START MATERIAL PROVIDED

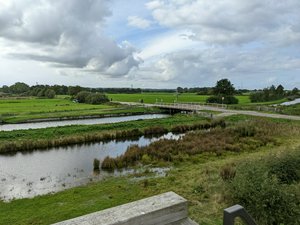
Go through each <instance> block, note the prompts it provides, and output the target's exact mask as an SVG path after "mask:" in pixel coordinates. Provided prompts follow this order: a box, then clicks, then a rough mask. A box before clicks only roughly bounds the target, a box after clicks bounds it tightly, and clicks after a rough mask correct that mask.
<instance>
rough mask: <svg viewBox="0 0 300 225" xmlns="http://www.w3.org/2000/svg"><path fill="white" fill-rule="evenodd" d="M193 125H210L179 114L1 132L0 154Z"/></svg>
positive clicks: (82, 142) (186, 116) (77, 142)
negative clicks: (0, 153) (165, 116)
mask: <svg viewBox="0 0 300 225" xmlns="http://www.w3.org/2000/svg"><path fill="white" fill-rule="evenodd" d="M193 123H203V124H205V123H206V124H207V123H208V120H207V119H206V118H203V117H199V116H187V115H176V116H173V117H168V118H163V119H151V120H138V121H130V122H121V123H114V124H101V125H72V126H64V127H53V128H44V129H33V130H16V131H1V132H0V152H2V153H4V152H15V151H27V150H34V149H45V148H48V147H57V146H64V145H70V144H80V143H88V142H95V141H106V140H112V139H116V138H128V137H132V136H137V135H141V134H143V133H144V130H145V129H147V128H150V127H157V126H159V127H161V128H164V129H167V130H171V128H172V127H175V126H179V125H182V124H185V125H189V124H193ZM137 131H138V132H137ZM183 132H184V130H183Z"/></svg>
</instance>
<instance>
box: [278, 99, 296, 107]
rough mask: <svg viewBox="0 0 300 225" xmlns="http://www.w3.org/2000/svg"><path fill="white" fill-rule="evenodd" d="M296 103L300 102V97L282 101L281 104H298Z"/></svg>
mask: <svg viewBox="0 0 300 225" xmlns="http://www.w3.org/2000/svg"><path fill="white" fill-rule="evenodd" d="M296 104H300V98H297V99H295V100H293V101H290V102H284V103H281V104H280V105H286V106H288V105H296Z"/></svg>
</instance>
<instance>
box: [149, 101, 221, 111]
mask: <svg viewBox="0 0 300 225" xmlns="http://www.w3.org/2000/svg"><path fill="white" fill-rule="evenodd" d="M154 105H157V106H162V107H163V106H174V107H175V106H177V107H180V106H182V107H183V106H186V107H191V108H192V107H193V106H211V107H216V108H225V109H226V108H227V105H226V104H217V103H200V102H174V103H166V102H155V103H154Z"/></svg>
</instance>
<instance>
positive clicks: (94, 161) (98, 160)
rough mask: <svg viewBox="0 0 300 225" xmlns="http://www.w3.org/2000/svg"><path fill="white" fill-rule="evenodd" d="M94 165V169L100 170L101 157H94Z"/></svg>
mask: <svg viewBox="0 0 300 225" xmlns="http://www.w3.org/2000/svg"><path fill="white" fill-rule="evenodd" d="M93 166H94V170H99V169H100V167H99V166H100V161H99V159H94V163H93Z"/></svg>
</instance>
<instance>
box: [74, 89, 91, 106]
mask: <svg viewBox="0 0 300 225" xmlns="http://www.w3.org/2000/svg"><path fill="white" fill-rule="evenodd" d="M90 94H91V93H90V92H88V91H81V92H79V93H78V94H77V95H76V99H77V101H78V102H79V103H85V102H86V98H87V97H88V96H89V95H90Z"/></svg>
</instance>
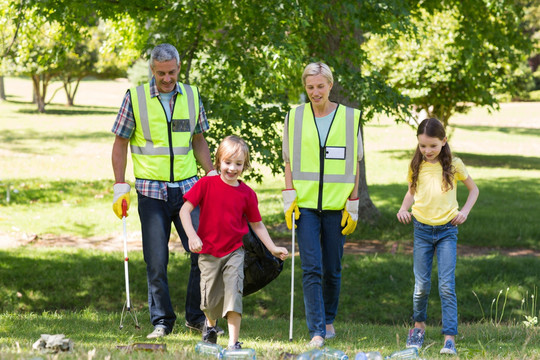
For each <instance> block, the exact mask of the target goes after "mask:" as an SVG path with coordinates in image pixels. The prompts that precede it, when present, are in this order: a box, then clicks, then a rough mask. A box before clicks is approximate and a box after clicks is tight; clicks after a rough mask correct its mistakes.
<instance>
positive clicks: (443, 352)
mask: <svg viewBox="0 0 540 360" xmlns="http://www.w3.org/2000/svg"><path fill="white" fill-rule="evenodd" d="M441 354H448V355H457V350H456V344H454V341H453V340H450V339H448V340H446V341H445V343H444V347H443V348H442V349H441Z"/></svg>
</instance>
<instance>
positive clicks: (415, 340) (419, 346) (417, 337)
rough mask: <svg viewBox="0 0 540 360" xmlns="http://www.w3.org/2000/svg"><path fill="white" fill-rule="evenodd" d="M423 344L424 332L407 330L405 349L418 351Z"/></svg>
mask: <svg viewBox="0 0 540 360" xmlns="http://www.w3.org/2000/svg"><path fill="white" fill-rule="evenodd" d="M423 344H424V330H423V329H419V328H414V329H411V330H409V336H408V337H407V347H408V348H409V347H415V348H417V349H418V350H420V348H421V347H422V345H423Z"/></svg>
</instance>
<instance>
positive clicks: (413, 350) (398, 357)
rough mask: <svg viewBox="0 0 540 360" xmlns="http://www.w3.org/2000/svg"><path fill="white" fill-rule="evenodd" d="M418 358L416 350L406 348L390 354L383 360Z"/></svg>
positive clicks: (417, 353)
mask: <svg viewBox="0 0 540 360" xmlns="http://www.w3.org/2000/svg"><path fill="white" fill-rule="evenodd" d="M417 358H418V349H417V348H407V349H403V350H399V351H396V352H393V353H391V354H390V355H389V356H387V357H385V359H417Z"/></svg>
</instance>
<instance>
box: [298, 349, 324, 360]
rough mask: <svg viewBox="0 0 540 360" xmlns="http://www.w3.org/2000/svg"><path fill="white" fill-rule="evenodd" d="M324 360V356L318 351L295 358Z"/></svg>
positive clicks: (313, 351)
mask: <svg viewBox="0 0 540 360" xmlns="http://www.w3.org/2000/svg"><path fill="white" fill-rule="evenodd" d="M322 359H324V354H323V352H322V351H321V350H319V349H312V350H309V351H306V352H304V353H301V354H300V355H298V356H297V357H296V360H322Z"/></svg>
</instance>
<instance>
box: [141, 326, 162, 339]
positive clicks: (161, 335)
mask: <svg viewBox="0 0 540 360" xmlns="http://www.w3.org/2000/svg"><path fill="white" fill-rule="evenodd" d="M166 335H167V330H166V329H165V328H164V327H161V326H156V327H155V328H154V331H152V332H151V333H150V334H148V335H147V336H146V338H147V339H156V338H159V337H164V336H166Z"/></svg>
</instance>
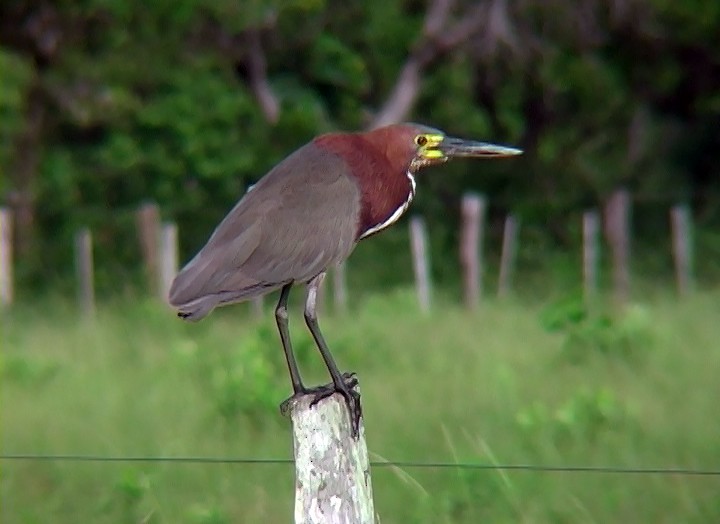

END MATERIAL PROVIDED

Both the line containing "positive clicks: (413, 350) (398, 357)" and the last line of the listing above belong in the copy, along with every line between them; retype them exactly and omit the pictures.

## ANSWER BOX
positive clicks: (413, 350) (398, 357)
rough mask: <svg viewBox="0 0 540 360" xmlns="http://www.w3.org/2000/svg"><path fill="white" fill-rule="evenodd" d="M418 358L416 350L406 348L390 354L383 360Z"/></svg>
positive clicks: (417, 353)
mask: <svg viewBox="0 0 540 360" xmlns="http://www.w3.org/2000/svg"><path fill="white" fill-rule="evenodd" d="M417 358H418V349H417V348H407V349H403V350H399V351H396V352H393V353H391V354H390V355H389V356H387V357H385V359H417Z"/></svg>
</instance>
<instance>
box: [298, 349, 324, 360]
rough mask: <svg viewBox="0 0 540 360" xmlns="http://www.w3.org/2000/svg"><path fill="white" fill-rule="evenodd" d="M324 360V356L318 351L295 358Z"/></svg>
positive clicks: (313, 351)
mask: <svg viewBox="0 0 540 360" xmlns="http://www.w3.org/2000/svg"><path fill="white" fill-rule="evenodd" d="M322 359H324V354H323V352H322V351H321V350H319V349H312V350H309V351H306V352H304V353H301V354H300V355H298V356H297V357H296V360H322Z"/></svg>
</instance>
<instance>
box: [141, 326, 162, 339]
positive clicks: (161, 335)
mask: <svg viewBox="0 0 540 360" xmlns="http://www.w3.org/2000/svg"><path fill="white" fill-rule="evenodd" d="M166 335H167V330H166V329H165V328H164V327H161V326H156V327H155V328H154V331H152V332H151V333H150V334H148V335H147V336H146V338H147V339H156V338H159V337H164V336H166Z"/></svg>
</instance>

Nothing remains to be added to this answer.